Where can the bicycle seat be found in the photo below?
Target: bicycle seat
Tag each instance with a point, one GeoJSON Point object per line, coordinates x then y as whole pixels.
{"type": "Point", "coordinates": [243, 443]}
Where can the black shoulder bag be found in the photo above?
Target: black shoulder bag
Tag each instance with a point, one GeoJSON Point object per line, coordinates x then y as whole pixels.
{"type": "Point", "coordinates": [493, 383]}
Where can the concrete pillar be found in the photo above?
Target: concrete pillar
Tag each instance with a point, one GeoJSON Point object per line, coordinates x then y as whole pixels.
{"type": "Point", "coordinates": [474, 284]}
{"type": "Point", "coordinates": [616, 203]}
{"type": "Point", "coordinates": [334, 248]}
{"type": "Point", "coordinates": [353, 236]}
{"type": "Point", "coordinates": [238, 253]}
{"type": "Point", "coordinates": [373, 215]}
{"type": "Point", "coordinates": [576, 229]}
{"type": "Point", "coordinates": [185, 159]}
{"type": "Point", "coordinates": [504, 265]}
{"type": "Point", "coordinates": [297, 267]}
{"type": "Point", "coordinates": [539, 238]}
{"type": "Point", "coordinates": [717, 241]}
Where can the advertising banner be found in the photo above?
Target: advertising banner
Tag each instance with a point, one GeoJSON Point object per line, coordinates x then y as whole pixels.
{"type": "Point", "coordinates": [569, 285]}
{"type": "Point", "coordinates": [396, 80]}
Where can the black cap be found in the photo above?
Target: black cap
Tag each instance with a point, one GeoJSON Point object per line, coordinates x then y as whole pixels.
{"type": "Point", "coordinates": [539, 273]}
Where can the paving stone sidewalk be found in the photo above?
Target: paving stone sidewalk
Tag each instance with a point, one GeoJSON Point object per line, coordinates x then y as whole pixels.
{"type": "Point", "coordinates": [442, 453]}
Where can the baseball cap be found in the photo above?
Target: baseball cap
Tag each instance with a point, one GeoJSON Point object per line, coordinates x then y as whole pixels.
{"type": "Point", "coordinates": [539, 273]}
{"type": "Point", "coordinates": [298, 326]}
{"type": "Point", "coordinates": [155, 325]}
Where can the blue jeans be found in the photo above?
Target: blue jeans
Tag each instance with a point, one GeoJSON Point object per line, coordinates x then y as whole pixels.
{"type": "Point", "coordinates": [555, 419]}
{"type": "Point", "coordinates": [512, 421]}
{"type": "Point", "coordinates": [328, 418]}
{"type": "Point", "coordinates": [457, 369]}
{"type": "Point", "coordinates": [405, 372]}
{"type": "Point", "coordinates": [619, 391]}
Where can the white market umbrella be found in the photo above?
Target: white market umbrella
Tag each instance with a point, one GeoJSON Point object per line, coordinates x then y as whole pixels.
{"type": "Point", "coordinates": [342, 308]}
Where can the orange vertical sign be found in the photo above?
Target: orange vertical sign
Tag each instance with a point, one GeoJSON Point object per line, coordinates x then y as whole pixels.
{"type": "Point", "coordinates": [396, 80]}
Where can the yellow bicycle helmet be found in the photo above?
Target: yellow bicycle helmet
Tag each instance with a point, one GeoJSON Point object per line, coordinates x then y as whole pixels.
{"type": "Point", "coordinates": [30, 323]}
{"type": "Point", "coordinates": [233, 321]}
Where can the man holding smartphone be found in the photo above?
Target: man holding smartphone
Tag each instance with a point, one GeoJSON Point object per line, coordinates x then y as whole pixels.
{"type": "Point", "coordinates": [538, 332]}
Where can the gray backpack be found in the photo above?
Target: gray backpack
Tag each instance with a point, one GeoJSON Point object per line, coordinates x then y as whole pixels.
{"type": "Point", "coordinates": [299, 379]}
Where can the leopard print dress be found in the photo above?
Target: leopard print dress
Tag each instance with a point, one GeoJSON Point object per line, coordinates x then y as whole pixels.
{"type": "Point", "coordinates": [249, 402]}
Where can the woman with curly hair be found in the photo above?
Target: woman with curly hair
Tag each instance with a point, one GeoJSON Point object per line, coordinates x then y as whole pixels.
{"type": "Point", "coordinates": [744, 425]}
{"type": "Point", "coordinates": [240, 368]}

────────

Take the data above and return it exactly.

Where can the bicycle seat be found in the photo below?
Target: bicycle seat
Tag each instance with a point, one GeoJSON Point object per line, coordinates x then y as whole pixels.
{"type": "Point", "coordinates": [243, 443]}
Where can the black shoulder bag be found in the photo above?
Target: black shoulder bag
Tag each instance with a point, one GeoJSON Point object per line, coordinates x then y as whole pixels.
{"type": "Point", "coordinates": [493, 383]}
Where can the concrete pillar be found in the photo above?
Target: concrete pillar
Tag each instance with a point, one GeoJSON Point object per line, coordinates x then y as whole pixels.
{"type": "Point", "coordinates": [474, 284]}
{"type": "Point", "coordinates": [616, 203]}
{"type": "Point", "coordinates": [334, 248]}
{"type": "Point", "coordinates": [353, 236]}
{"type": "Point", "coordinates": [238, 253]}
{"type": "Point", "coordinates": [373, 215]}
{"type": "Point", "coordinates": [576, 229]}
{"type": "Point", "coordinates": [185, 159]}
{"type": "Point", "coordinates": [504, 265]}
{"type": "Point", "coordinates": [297, 267]}
{"type": "Point", "coordinates": [539, 238]}
{"type": "Point", "coordinates": [717, 241]}
Where can the advertising banner be found in the photo above?
Target: advertising banner
Tag each instance with a point, one GeoJSON Point object per line, coordinates x then y as whole pixels.
{"type": "Point", "coordinates": [569, 285]}
{"type": "Point", "coordinates": [396, 80]}
Where can the black cap be found in the photo above?
Target: black cap
Tag each instance with a point, one GeoJSON Point object per line, coordinates x then y as whole pixels.
{"type": "Point", "coordinates": [539, 273]}
Where can the paving stone sidewalk be found in the photo above?
Target: paving stone sidewalk
Tag each instance with a point, one GeoJSON Point object per line, coordinates x then y as whole pixels.
{"type": "Point", "coordinates": [442, 453]}
Where can the baseball cap be found in the photo above?
Target: baseball cap
Tag each instance with a point, one GeoJSON Point object per line, coordinates x then y as whole pixels.
{"type": "Point", "coordinates": [539, 273]}
{"type": "Point", "coordinates": [298, 326]}
{"type": "Point", "coordinates": [155, 325]}
Where can the blue jeans be found in the photo above?
Target: blue jeans
Tag each instance with a point, one GeoJSON Point object per line, coordinates x then y as whole pixels.
{"type": "Point", "coordinates": [555, 419]}
{"type": "Point", "coordinates": [512, 421]}
{"type": "Point", "coordinates": [328, 418]}
{"type": "Point", "coordinates": [457, 369]}
{"type": "Point", "coordinates": [405, 372]}
{"type": "Point", "coordinates": [619, 391]}
Where can the white market umbrella be found in the photo above?
Target: white market umbrella
Tag each instance with a point, one GeoJSON Point object per line, coordinates x then y as whole pixels.
{"type": "Point", "coordinates": [342, 308]}
Where can the orange vertical sign be found in the photo above?
Target: orange vertical sign
Tag each instance with a point, one GeoJSON Point object per line, coordinates x then y as whole pixels.
{"type": "Point", "coordinates": [396, 80]}
Where can the yellow bicycle helmet be found in the photo above?
Target: yellow bicycle helmet
Tag each instance with a point, one GeoJSON Point object per line, coordinates x then y as whole pixels.
{"type": "Point", "coordinates": [30, 323]}
{"type": "Point", "coordinates": [233, 321]}
Where can the man holding smartphone be found in the photo above?
Target: man holding smartphone
Tag each instance with a point, one GeoJSON Point object per line, coordinates x then y as whole pixels.
{"type": "Point", "coordinates": [538, 332]}
Where can the gray backpack be found in the photo above?
Target: gray backpack
Tag each instance with a point, one GeoJSON Point object per line, coordinates x then y as whole pixels.
{"type": "Point", "coordinates": [299, 379]}
Where can the leopard print dress be found in the photo above?
Target: leopard print dress
Tag each instance with a point, one GeoJSON Point object per line, coordinates x then y as whole pixels.
{"type": "Point", "coordinates": [249, 402]}
Where can the woman with curly hair be found in the photo above?
Target: woman with curly hair
Tag each instance with a point, one GeoJSON Point object per line, coordinates x then y as whole pixels.
{"type": "Point", "coordinates": [744, 425]}
{"type": "Point", "coordinates": [240, 368]}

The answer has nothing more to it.